YOUR TASKS =
• A. Decide whether each statement agrees with the NHS-Azide reagent text. Answer yes or no and quote the deciding words: (i) The NHS-Azide reaction needs copper as an accessory reagent. (ii) The azide group reacts with phosphine-labeled molecules through Staudinger chemistry. (iii) NHS esters are specific for covalent attachment to carboxyl groups.
• B. Return the part of the NHS-Azide reagent text between "These NHS-ester compounds" and "and cellular pathways.", inclusive, copied word for word.
(TEXT PASSAGE)
Amine-reactive azide labeling reagents for azide-phosphine chemoselective ligation.
Thermo Scientific NHS-Azide reagents are amine-reactive compounds that can be used to derivatize primary amines of proteins or amine-coated polymer surfaces for ligation to phosphine-modified molecules.
These NHS-ester compounds react to form covalent bonds with primary amines (e.g., side chain of lysine residues or aminosilane-coated surfaces). The azide (N3) group reacts with phosphine-labeled molecules by a mechanism known as Staudinger chemistry, enabling efficient and specific conjugation of derivatized molecules in biological samples. In combination with different phosphine-activated compounds, these NHS-Azide reagents facilitate a variety of labeling and crosslinking experimental strategies for investigating protein interactions and cellular pathways.
Soluble – reagents easily dissolve in water-miscible solvents for subsequent dilution in aqueous reaction mixtures with cell lysates and other biological samples
Compatible – reaction chemistry occurs effectively in simple buffer conditions; requires no accessory reagents such as copper or reducing agents
Specific – NHS esters are specific for covalent attachment to primary amines (side chain of lysine or N-terminus of polypeptides)
(End TEXT PASSAGE)
(INFORMATION GIVEN)
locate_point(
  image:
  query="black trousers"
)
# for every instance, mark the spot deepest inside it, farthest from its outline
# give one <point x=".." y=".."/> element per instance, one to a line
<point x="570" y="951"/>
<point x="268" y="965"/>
(End INFORMATION GIVEN)
ANSWER SET =
• A.
(i) No: "requires no accessory reagents such as copper or reducing agents"
(ii) Yes: "The azide (N3) group reacts with phosphine-labeled molecules by a mechanism known as Staudinger chemistry"
(iii) No: "NHS esters are specific for covalent attachment to primary amines"

• B.
These NHS-ester compounds react to form covalent bonds with primary amines (e.g., side chain of lysine residues or aminosilane-coated surfaces). The azide (N3) group reacts with phosphine-labeled molecules by a mechanism known as Staudinger chemistry, enabling efficient and specific conjugation of derivatized molecules in biological samples. In combination with different phosphine-activated compounds, these NHS-Azide reagents facilitate a variety of labeling and crosslinking experimental strategies for investigating protein interactions and cellular pathways.